§ Problem details:
Working from the start of the listing, please write out exactly the lines through the one that holds "box: [219, 123, 236, 193]", both included, and omit all pictures.

(Supplied records Opens)

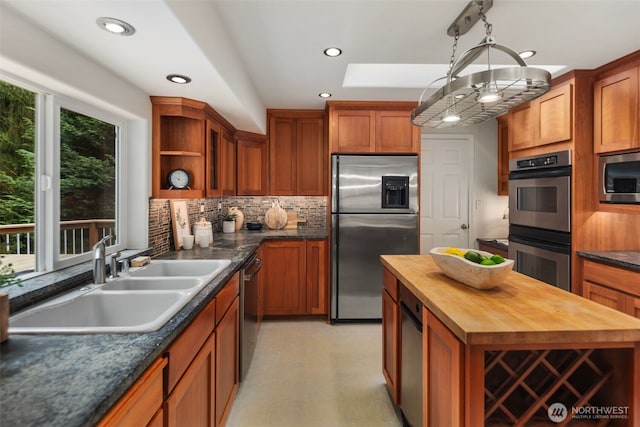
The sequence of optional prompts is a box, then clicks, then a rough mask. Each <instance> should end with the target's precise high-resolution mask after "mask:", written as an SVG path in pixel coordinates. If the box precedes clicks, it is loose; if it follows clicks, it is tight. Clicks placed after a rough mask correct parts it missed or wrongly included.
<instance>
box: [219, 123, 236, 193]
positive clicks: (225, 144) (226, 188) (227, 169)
mask: <svg viewBox="0 0 640 427" xmlns="http://www.w3.org/2000/svg"><path fill="white" fill-rule="evenodd" d="M220 143H221V147H220V190H221V191H222V195H223V196H235V194H236V142H235V140H234V139H233V135H232V134H231V132H229V131H228V130H226V129H224V130H223V131H222V140H221V141H220Z"/></svg>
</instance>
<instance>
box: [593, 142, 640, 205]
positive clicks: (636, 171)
mask: <svg viewBox="0 0 640 427" xmlns="http://www.w3.org/2000/svg"><path fill="white" fill-rule="evenodd" d="M599 166H600V167H599V173H598V175H599V176H598V184H599V185H598V187H599V190H598V193H599V199H600V202H603V203H640V152H636V153H625V154H615V155H611V156H600V161H599Z"/></svg>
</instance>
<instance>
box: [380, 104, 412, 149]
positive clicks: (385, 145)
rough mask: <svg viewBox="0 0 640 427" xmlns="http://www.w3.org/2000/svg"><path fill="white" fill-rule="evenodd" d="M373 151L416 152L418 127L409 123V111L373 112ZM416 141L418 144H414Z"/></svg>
mask: <svg viewBox="0 0 640 427" xmlns="http://www.w3.org/2000/svg"><path fill="white" fill-rule="evenodd" d="M375 118H376V122H375V123H376V125H375V129H376V132H375V135H376V139H375V141H376V143H375V151H376V152H379V153H417V152H418V149H419V142H420V140H419V136H418V139H417V141H416V138H415V134H414V132H415V131H417V132H418V134H419V133H420V128H418V127H415V126H413V125H412V124H411V112H410V111H376V112H375ZM416 142H418V144H416Z"/></svg>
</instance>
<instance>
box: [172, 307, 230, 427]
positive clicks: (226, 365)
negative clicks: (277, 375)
mask: <svg viewBox="0 0 640 427" xmlns="http://www.w3.org/2000/svg"><path fill="white" fill-rule="evenodd" d="M239 301H240V299H239V298H238V297H236V299H235V300H234V302H233V304H232V305H231V307H230V308H229V310H228V311H227V313H226V314H225V315H224V317H223V318H222V320H221V321H220V323H218V326H217V327H216V331H215V337H216V349H217V351H216V353H215V354H216V356H215V364H216V365H215V366H216V368H215V369H216V370H215V372H216V375H215V425H216V426H222V425H224V422H225V421H226V418H227V416H228V415H229V411H230V410H231V405H232V404H233V399H234V397H235V394H236V391H237V389H238V357H239V347H238V345H239V339H238V338H239V333H240V302H239ZM184 425H191V424H188V423H187V424H184Z"/></svg>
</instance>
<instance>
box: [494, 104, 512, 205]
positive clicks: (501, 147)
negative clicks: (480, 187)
mask: <svg viewBox="0 0 640 427" xmlns="http://www.w3.org/2000/svg"><path fill="white" fill-rule="evenodd" d="M497 120H498V195H499V196H508V195H509V120H508V116H507V115H503V116H500V117H498V118H497Z"/></svg>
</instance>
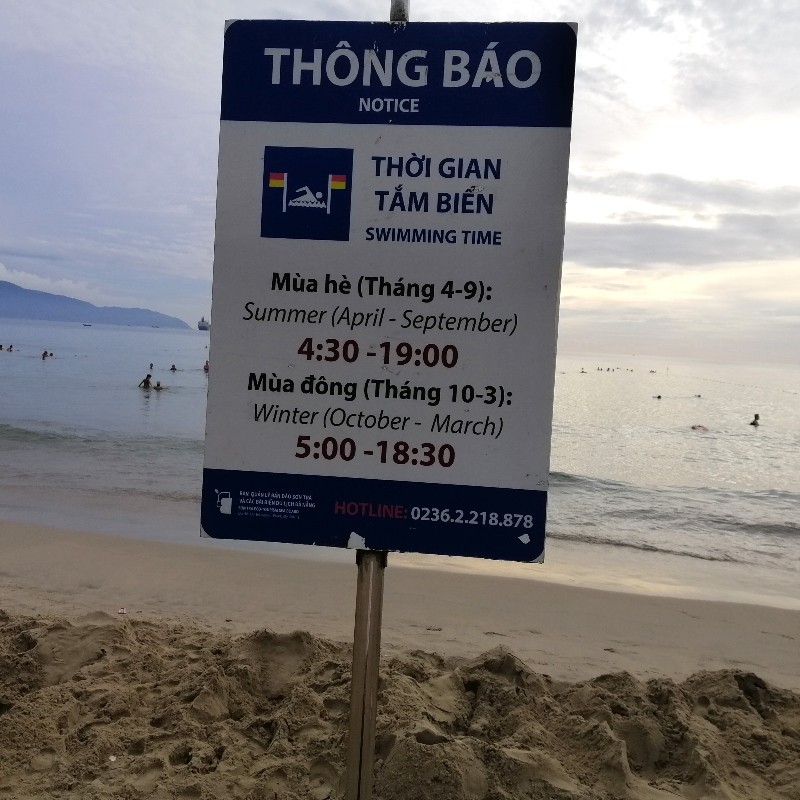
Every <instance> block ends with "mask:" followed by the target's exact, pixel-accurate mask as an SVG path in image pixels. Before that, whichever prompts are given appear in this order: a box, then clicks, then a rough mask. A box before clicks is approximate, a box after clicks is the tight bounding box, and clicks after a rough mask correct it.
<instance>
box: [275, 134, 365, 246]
mask: <svg viewBox="0 0 800 800" xmlns="http://www.w3.org/2000/svg"><path fill="white" fill-rule="evenodd" d="M352 189H353V151H352V150H348V149H345V148H335V147H265V148H264V189H263V193H262V199H261V235H262V236H263V237H265V238H269V239H327V240H331V241H338V242H347V241H349V240H350V195H351V192H352Z"/></svg>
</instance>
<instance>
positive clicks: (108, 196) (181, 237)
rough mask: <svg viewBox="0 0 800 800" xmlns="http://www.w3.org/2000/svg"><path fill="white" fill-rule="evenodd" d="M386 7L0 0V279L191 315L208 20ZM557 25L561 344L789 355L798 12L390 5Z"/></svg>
mask: <svg viewBox="0 0 800 800" xmlns="http://www.w3.org/2000/svg"><path fill="white" fill-rule="evenodd" d="M389 4H390V3H389V0H381V2H372V1H369V2H368V1H366V0H364V1H363V2H362V1H360V0H353V1H352V2H348V3H345V2H334V1H333V0H292V2H281V1H278V0H272V1H270V0H262V1H261V2H237V1H236V0H216V1H215V2H211V1H209V0H191V2H188V1H186V0H171V2H169V3H164V2H163V0H158V1H157V2H151V0H125V2H121V1H120V0H25V2H24V3H21V2H19V0H0V19H2V20H3V24H2V26H0V142H2V147H0V280H10V281H12V282H14V283H17V284H19V285H21V286H25V287H27V288H31V289H41V290H43V291H50V292H56V293H59V294H67V295H70V296H72V297H78V298H80V299H82V300H88V301H90V302H93V303H97V304H99V305H124V306H139V307H147V308H152V309H154V310H157V311H161V312H164V313H167V314H172V315H174V316H178V317H181V318H182V319H185V320H186V321H188V322H189V323H190V324H192V325H194V324H195V323H196V321H197V320H198V319H199V318H200V316H201V314H205V315H206V316H208V314H209V311H210V297H211V272H212V256H213V237H214V203H215V182H216V157H217V137H218V133H219V93H220V77H221V61H222V34H223V25H224V20H225V19H236V18H240V19H243V18H262V19H269V18H283V19H352V20H383V19H387V17H388V9H389ZM411 18H412V20H414V21H420V22H426V21H499V20H511V21H571V22H572V21H577V22H578V24H579V34H578V66H577V74H576V85H575V106H574V119H573V131H572V137H573V138H572V154H571V161H570V181H569V193H568V199H567V228H566V238H565V250H564V277H563V284H562V299H561V316H560V325H559V348H560V350H561V351H563V352H598V353H626V354H628V353H633V354H637V355H646V354H651V355H666V356H675V357H686V358H698V359H706V360H722V361H753V360H765V361H770V362H774V363H789V362H792V363H800V158H798V154H797V150H798V142H800V103H798V98H800V48H798V47H797V42H798V41H800V3H797V1H796V0H791V1H787V0H774V2H769V1H768V0H762V1H761V2H759V1H758V0H672V2H659V1H658V0H652V1H651V2H645V1H643V0H581V2H550V1H549V0H541V1H539V2H536V3H533V2H514V1H513V0H494V2H492V3H478V2H474V1H473V0H461V2H459V3H458V4H455V3H444V2H440V1H439V0H412V6H411Z"/></svg>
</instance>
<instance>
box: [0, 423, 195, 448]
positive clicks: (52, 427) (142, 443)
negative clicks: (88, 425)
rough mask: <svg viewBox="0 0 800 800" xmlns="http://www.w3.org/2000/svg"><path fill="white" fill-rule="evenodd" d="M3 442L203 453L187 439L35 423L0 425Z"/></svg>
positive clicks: (145, 434)
mask: <svg viewBox="0 0 800 800" xmlns="http://www.w3.org/2000/svg"><path fill="white" fill-rule="evenodd" d="M0 442H3V443H8V444H14V443H18V444H22V445H25V444H30V445H37V444H41V445H58V444H62V445H64V446H65V447H74V446H76V445H84V446H85V445H91V444H97V445H101V446H103V445H119V446H124V447H127V448H130V447H133V448H141V449H145V448H148V449H150V448H153V447H160V448H167V449H169V450H183V451H187V452H200V453H202V451H203V447H204V440H203V439H193V438H189V437H184V436H159V435H153V434H143V433H137V434H126V433H120V432H114V433H110V432H109V433H106V432H104V431H96V430H91V429H84V428H80V429H79V428H74V429H69V428H64V427H61V426H59V427H52V428H51V427H48V426H46V425H43V424H42V423H32V424H31V427H24V426H21V425H19V424H17V425H11V424H8V423H4V422H0Z"/></svg>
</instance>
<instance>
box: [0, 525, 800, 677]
mask: <svg viewBox="0 0 800 800" xmlns="http://www.w3.org/2000/svg"><path fill="white" fill-rule="evenodd" d="M0 551H2V553H3V562H2V565H0V608H3V609H5V610H6V611H8V612H11V613H15V614H27V615H31V616H36V615H44V616H60V617H67V618H78V617H80V616H82V615H84V614H86V613H92V612H97V611H104V612H106V613H109V614H114V615H116V612H117V610H118V608H120V607H123V606H124V607H125V608H126V610H127V612H128V614H127V618H128V619H133V620H135V619H156V620H164V621H171V622H178V623H187V624H199V625H204V626H210V627H212V628H214V629H218V630H228V631H230V632H231V633H233V634H240V633H247V632H250V631H252V630H255V629H263V628H269V629H272V630H275V631H278V632H279V633H288V632H290V631H293V630H306V631H309V632H310V633H311V634H312V635H318V636H323V637H325V638H327V639H333V640H337V641H344V642H348V641H351V640H352V630H353V608H354V598H355V578H356V568H355V564H354V563H342V562H341V561H332V560H331V561H323V560H321V559H314V558H308V557H305V558H298V557H295V556H291V555H288V554H275V553H272V554H266V553H258V552H253V551H249V550H242V549H230V548H224V547H209V546H203V545H200V544H174V543H166V542H157V541H151V540H145V539H134V538H129V537H124V536H117V535H114V534H109V533H103V534H100V533H86V532H75V531H65V530H61V529H56V528H45V527H42V526H35V525H27V524H21V523H10V522H0ZM346 556H347V554H343V557H346ZM392 559H393V560H392V561H390V567H389V569H387V572H386V599H385V605H384V624H383V642H384V644H383V649H384V654H385V655H387V656H388V655H390V654H392V653H398V652H402V651H409V650H416V649H422V650H426V651H436V652H438V653H441V654H442V655H444V656H446V657H451V656H456V657H473V656H474V655H475V654H477V653H481V652H485V651H487V650H489V649H491V648H492V647H495V646H497V645H500V644H502V645H504V646H506V647H508V648H509V649H510V650H511V651H513V652H514V653H515V654H516V655H517V656H519V657H520V658H521V659H522V660H523V661H525V662H526V663H527V664H528V665H530V666H531V667H532V668H533V669H535V670H536V671H537V672H542V673H546V674H549V675H551V676H553V677H554V678H556V679H558V680H568V681H577V680H588V679H591V678H594V677H596V676H597V675H599V674H601V673H607V672H619V671H621V670H624V671H627V672H630V673H631V674H632V675H634V676H636V677H637V678H639V679H643V680H644V679H650V678H662V677H669V678H674V679H684V678H686V677H688V676H689V675H690V674H692V673H694V672H697V671H698V670H718V669H737V670H744V671H751V672H755V673H757V674H758V675H759V676H760V677H762V678H764V679H766V680H768V681H770V682H772V683H774V684H775V685H777V686H780V687H783V688H786V689H792V690H794V691H798V690H800V658H798V654H799V653H800V611H798V610H792V609H781V608H775V607H771V606H766V605H748V604H743V603H731V602H725V601H719V600H713V601H712V600H705V599H682V598H677V597H664V596H658V595H656V594H651V593H641V594H633V593H625V592H615V591H610V590H608V589H606V588H603V589H597V588H586V587H583V586H576V585H570V584H568V583H558V582H554V581H553V580H552V579H546V578H542V577H539V576H537V575H536V574H535V573H531V574H529V575H526V576H525V577H516V576H509V575H502V576H501V575H498V574H487V573H486V572H478V571H474V570H470V571H460V570H458V569H448V570H444V569H439V568H437V567H436V566H435V565H434V566H431V565H430V564H425V565H424V566H423V567H422V568H421V565H420V564H419V563H413V557H411V556H400V555H398V556H393V557H392ZM354 561H355V559H354V557H353V558H352V562H354ZM629 588H630V587H629Z"/></svg>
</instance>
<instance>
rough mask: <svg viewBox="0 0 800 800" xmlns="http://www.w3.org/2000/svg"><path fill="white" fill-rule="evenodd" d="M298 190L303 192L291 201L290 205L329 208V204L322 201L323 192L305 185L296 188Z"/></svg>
mask: <svg viewBox="0 0 800 800" xmlns="http://www.w3.org/2000/svg"><path fill="white" fill-rule="evenodd" d="M295 191H297V192H303V194H301V195H300V196H299V197H295V199H294V200H290V201H289V205H290V206H301V207H302V208H327V207H328V206H327V204H326V203H323V202H322V192H317V193H316V194H315V193H314V192H312V191H311V189H309V188H308V186H303V187H301V188H300V189H295Z"/></svg>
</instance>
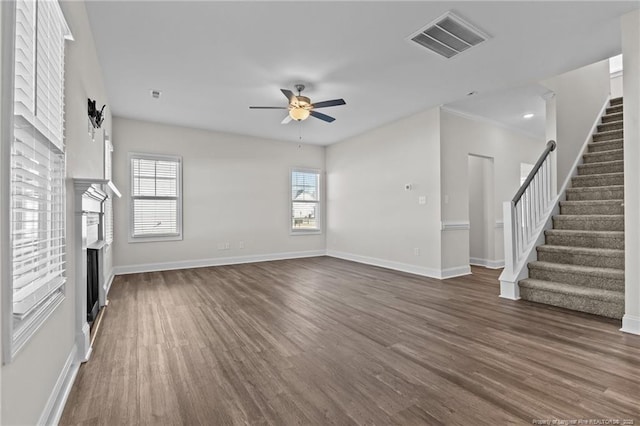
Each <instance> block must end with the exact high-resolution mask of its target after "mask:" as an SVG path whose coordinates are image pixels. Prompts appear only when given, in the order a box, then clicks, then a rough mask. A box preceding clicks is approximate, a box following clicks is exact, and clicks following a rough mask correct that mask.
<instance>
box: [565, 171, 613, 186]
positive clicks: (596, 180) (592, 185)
mask: <svg viewBox="0 0 640 426" xmlns="http://www.w3.org/2000/svg"><path fill="white" fill-rule="evenodd" d="M571 185H572V187H574V188H585V187H591V186H611V185H624V175H623V174H618V175H607V176H598V175H596V176H593V175H586V176H576V177H573V178H571Z"/></svg>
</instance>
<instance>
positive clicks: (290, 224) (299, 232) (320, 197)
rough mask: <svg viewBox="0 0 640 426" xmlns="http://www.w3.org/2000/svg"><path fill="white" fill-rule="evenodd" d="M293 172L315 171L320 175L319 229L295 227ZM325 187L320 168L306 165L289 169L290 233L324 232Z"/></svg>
mask: <svg viewBox="0 0 640 426" xmlns="http://www.w3.org/2000/svg"><path fill="white" fill-rule="evenodd" d="M293 172H300V173H315V174H317V175H318V201H317V203H318V211H317V215H318V217H317V218H316V221H317V222H318V229H294V228H293V225H292V220H291V219H292V217H291V214H292V212H293V198H292V197H291V187H292V186H293V181H292V179H291V175H292V174H293ZM323 188H324V182H323V178H322V170H320V169H311V168H305V167H292V168H291V169H289V188H288V194H289V195H288V196H287V197H288V198H289V217H288V220H289V222H288V223H289V224H288V225H287V226H288V227H289V235H319V234H322V232H323V229H324V224H323V219H324V215H323V211H324V197H323V196H322V194H323Z"/></svg>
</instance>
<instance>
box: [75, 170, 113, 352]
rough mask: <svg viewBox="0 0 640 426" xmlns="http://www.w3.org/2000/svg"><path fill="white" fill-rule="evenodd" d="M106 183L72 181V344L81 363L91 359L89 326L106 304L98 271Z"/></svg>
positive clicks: (95, 180)
mask: <svg viewBox="0 0 640 426" xmlns="http://www.w3.org/2000/svg"><path fill="white" fill-rule="evenodd" d="M107 183H108V181H106V180H102V179H74V189H75V213H76V214H75V216H76V221H75V227H74V229H75V247H76V249H75V253H74V254H75V264H76V283H77V285H76V343H77V346H78V350H79V353H78V357H79V360H80V361H81V362H84V361H87V360H88V359H89V357H90V355H91V325H92V323H93V322H94V321H95V320H96V318H97V316H98V312H99V310H100V308H102V306H103V305H104V304H105V301H106V295H105V289H104V276H103V275H104V273H103V271H102V268H103V259H104V249H105V245H106V244H105V241H104V224H103V221H104V201H105V200H106V199H107V193H106V192H105V187H106V185H107Z"/></svg>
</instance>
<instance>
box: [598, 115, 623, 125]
mask: <svg viewBox="0 0 640 426" xmlns="http://www.w3.org/2000/svg"><path fill="white" fill-rule="evenodd" d="M623 116H624V113H622V112H615V113H613V114H607V115H603V116H602V123H611V122H612V121H620V120H622V118H623Z"/></svg>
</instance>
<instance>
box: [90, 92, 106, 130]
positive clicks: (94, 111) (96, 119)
mask: <svg viewBox="0 0 640 426" xmlns="http://www.w3.org/2000/svg"><path fill="white" fill-rule="evenodd" d="M87 100H88V101H89V108H88V113H89V121H91V125H92V126H93V128H94V129H99V128H100V126H102V122H103V121H104V114H103V111H104V107H106V105H102V108H101V109H100V111H98V108H97V107H96V101H95V100H94V101H92V100H91V99H89V98H87Z"/></svg>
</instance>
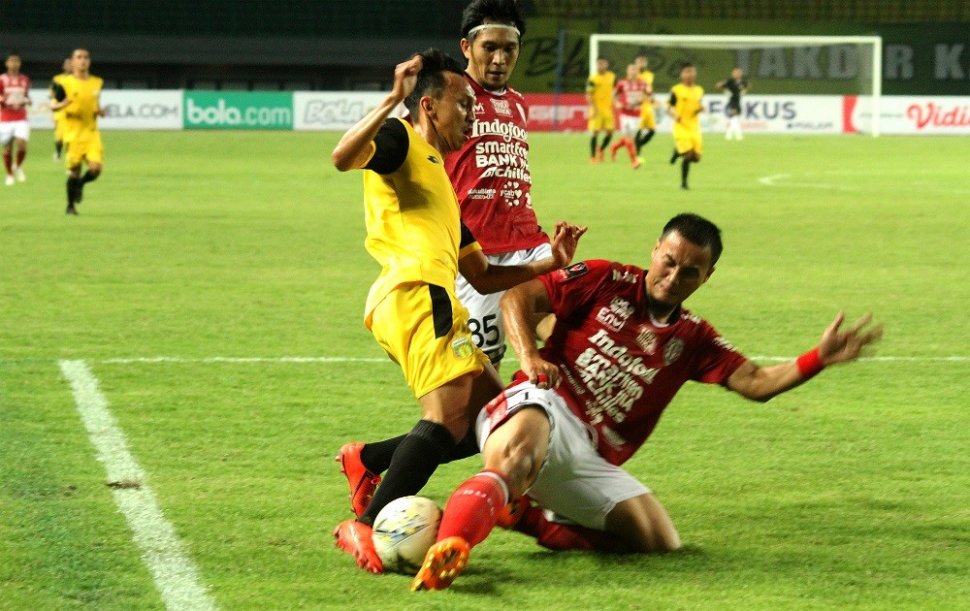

(Supplied records Closes)

§ Output of the task:
The sequence of optional prompts is a box, then clicks, then a rough mask. Each <instance> should end with the target's precise high-resolution mask after "mask:", written as an SVG path in pixel coordinates. If the box precedes clicks, it is loose; if it follows clicks, it is tight. Clicks placed after a rough mask correct parts it missed or wrongly included.
<instance>
box: [219, 123, 236, 193]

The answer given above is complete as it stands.